CONSIGNA ESCRITA:
Contesta estas preguntas según el texto sobre la abuela:
(a) ¿Desde cuándo están instalados en la casa de veraneo de la familia de Mr. X?
(b) ¿Qué tipo de transporte hubo que encontrar para llevar a la abuela?
(c) ¿Quién es M?

TEXTO PROPORCIONADO:
******

Hace mucho tiempo que tenía ganas de sacar a mi abuela de la residencia y llevármela a la casa de veraneo de la familia de Mr. X, en la que estamos instalados desde la semana pasada, para que pudiese disfrutar del buen tiempo, de una comida rica y en familia, y del verdor del bosque. Finalmente logré encontrar un transporte adaptado, convencí a mi abuela, que no quiere dar trabajo a la añosa de su nieta, y me la llevé a casa.

Este fin de semana también estaba M, una amiga de mi suegra que es ciega. Las presenté debidamente y empezaron a charlar, aunque con ciertas dificultades por la pérdida de oído que sufre mi abuela. Así, me vi traduciendo los gestos de mi abuela en palabras para M, y amplificando las palabras de M para que las entendiese mi abuela. Era un tanto cómico y por eso Prior y Wilder vinieron a mi cabeza.

******

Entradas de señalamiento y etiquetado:
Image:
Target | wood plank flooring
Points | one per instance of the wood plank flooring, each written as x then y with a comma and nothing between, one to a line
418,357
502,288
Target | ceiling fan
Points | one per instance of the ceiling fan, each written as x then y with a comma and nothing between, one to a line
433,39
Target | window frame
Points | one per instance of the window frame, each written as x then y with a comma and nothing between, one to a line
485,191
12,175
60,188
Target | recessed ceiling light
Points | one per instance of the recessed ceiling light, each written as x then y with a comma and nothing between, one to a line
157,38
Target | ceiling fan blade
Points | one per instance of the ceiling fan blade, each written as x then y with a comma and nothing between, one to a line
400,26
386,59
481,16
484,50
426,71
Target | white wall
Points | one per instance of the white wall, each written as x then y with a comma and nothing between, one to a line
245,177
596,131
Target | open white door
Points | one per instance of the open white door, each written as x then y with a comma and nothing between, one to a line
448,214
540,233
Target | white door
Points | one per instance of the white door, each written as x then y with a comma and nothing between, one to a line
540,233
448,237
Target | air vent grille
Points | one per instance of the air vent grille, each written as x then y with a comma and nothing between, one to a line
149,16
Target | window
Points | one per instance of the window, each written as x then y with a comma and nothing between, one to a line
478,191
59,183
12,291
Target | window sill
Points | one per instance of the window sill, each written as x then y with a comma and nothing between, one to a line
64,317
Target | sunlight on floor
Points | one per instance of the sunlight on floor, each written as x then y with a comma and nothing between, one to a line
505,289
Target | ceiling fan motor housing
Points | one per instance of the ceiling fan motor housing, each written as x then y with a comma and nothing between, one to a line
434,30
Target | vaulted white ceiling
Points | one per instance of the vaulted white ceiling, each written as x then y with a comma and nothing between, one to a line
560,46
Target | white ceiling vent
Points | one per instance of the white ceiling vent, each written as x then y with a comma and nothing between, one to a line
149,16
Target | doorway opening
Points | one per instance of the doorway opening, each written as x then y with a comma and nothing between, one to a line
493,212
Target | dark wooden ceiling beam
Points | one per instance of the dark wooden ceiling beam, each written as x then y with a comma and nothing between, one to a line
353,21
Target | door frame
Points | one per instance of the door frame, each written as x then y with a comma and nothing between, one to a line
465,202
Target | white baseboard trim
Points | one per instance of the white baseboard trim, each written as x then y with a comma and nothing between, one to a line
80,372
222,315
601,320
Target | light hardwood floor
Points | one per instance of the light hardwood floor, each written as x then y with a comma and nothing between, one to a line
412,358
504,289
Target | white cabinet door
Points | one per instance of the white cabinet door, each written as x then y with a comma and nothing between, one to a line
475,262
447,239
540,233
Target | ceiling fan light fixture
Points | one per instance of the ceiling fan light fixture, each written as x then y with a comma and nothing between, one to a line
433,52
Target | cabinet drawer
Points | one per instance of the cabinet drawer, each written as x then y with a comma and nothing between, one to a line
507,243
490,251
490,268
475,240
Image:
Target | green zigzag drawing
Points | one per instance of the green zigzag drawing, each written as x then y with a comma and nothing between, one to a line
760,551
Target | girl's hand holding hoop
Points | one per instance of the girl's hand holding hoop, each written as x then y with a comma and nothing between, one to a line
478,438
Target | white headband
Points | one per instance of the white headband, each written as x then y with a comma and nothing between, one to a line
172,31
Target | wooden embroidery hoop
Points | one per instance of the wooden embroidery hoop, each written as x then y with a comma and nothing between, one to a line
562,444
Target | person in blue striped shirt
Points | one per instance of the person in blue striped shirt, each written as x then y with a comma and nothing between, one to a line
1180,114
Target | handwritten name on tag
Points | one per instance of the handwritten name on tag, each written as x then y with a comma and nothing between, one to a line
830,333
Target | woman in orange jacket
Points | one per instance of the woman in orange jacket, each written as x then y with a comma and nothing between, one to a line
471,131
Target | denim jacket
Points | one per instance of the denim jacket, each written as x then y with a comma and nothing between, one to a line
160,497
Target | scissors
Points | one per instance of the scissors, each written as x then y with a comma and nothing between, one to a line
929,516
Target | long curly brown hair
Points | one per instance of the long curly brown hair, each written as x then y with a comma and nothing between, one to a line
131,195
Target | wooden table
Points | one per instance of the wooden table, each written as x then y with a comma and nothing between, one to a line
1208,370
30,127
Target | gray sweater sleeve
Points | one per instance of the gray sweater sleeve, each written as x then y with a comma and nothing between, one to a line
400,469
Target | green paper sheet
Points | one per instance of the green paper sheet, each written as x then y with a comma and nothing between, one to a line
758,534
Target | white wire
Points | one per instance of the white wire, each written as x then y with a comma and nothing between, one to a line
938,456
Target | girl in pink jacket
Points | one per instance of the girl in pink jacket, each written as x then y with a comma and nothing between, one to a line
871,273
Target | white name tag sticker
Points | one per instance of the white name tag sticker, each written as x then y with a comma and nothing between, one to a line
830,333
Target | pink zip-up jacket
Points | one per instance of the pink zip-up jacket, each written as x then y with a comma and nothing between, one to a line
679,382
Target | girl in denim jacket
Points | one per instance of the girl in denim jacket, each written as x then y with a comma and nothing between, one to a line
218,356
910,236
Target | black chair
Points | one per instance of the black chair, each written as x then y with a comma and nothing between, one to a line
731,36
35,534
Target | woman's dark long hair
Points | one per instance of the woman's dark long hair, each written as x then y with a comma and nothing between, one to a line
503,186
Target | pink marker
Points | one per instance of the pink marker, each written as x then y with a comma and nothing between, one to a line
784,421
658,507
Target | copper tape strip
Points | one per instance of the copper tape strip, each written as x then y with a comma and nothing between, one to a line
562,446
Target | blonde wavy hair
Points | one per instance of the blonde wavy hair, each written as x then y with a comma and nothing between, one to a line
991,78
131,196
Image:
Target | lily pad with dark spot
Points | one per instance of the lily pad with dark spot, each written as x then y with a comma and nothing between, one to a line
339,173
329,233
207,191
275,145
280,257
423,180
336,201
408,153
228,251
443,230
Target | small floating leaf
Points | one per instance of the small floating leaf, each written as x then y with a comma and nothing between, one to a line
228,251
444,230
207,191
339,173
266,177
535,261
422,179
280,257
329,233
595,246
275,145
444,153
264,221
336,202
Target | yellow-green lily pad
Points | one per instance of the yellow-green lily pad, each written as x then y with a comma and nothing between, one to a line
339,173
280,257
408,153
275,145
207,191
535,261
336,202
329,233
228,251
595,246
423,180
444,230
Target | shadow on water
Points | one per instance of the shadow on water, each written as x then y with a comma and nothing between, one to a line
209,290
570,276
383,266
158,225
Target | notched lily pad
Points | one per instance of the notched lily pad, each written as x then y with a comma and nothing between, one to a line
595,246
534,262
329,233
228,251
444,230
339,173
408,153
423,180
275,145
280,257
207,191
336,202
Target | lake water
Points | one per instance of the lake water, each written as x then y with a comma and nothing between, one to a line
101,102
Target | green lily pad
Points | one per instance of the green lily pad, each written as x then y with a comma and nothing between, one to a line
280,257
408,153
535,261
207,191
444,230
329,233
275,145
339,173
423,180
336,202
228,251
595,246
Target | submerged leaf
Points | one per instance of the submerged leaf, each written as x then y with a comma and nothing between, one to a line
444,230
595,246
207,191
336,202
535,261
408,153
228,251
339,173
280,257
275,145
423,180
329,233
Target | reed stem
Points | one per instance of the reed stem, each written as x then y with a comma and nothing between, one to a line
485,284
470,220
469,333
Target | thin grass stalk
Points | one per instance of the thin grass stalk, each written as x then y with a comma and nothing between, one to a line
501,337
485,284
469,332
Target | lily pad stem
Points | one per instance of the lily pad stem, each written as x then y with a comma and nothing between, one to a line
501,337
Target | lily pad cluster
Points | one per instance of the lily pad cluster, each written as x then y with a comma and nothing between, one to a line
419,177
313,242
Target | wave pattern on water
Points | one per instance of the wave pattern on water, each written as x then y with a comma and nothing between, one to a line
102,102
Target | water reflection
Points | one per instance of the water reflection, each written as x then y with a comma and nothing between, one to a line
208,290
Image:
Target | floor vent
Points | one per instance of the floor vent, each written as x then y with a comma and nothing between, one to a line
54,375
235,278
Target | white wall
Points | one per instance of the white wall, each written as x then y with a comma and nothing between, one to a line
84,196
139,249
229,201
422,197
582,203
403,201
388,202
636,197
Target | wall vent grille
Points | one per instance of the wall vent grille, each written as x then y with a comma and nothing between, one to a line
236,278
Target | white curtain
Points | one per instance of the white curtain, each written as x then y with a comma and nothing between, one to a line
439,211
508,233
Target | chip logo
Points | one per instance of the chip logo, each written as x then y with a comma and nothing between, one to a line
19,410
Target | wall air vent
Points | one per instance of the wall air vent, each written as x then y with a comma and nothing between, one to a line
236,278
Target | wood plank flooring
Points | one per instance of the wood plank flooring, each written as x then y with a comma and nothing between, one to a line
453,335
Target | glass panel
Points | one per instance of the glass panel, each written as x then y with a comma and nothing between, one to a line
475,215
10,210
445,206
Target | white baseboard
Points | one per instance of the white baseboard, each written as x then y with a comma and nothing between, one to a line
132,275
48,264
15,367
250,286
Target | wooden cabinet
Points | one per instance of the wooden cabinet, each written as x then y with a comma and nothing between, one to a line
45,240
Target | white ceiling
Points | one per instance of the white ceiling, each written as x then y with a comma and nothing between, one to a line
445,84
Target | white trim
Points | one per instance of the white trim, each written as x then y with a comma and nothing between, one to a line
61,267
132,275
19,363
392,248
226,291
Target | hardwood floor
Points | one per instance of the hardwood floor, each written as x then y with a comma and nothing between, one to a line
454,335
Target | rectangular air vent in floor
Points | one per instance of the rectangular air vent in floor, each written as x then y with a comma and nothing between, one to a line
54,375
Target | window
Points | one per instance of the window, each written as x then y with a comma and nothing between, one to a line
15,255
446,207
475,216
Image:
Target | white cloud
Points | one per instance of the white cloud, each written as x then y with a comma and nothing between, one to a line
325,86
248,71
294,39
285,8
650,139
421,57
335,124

******

RESULTADO DEL EJERCICIO:
(a) Desde la semana pasada.
(b) Un transporte adaptado.
(c) Una amiga de la suegra que es ciega.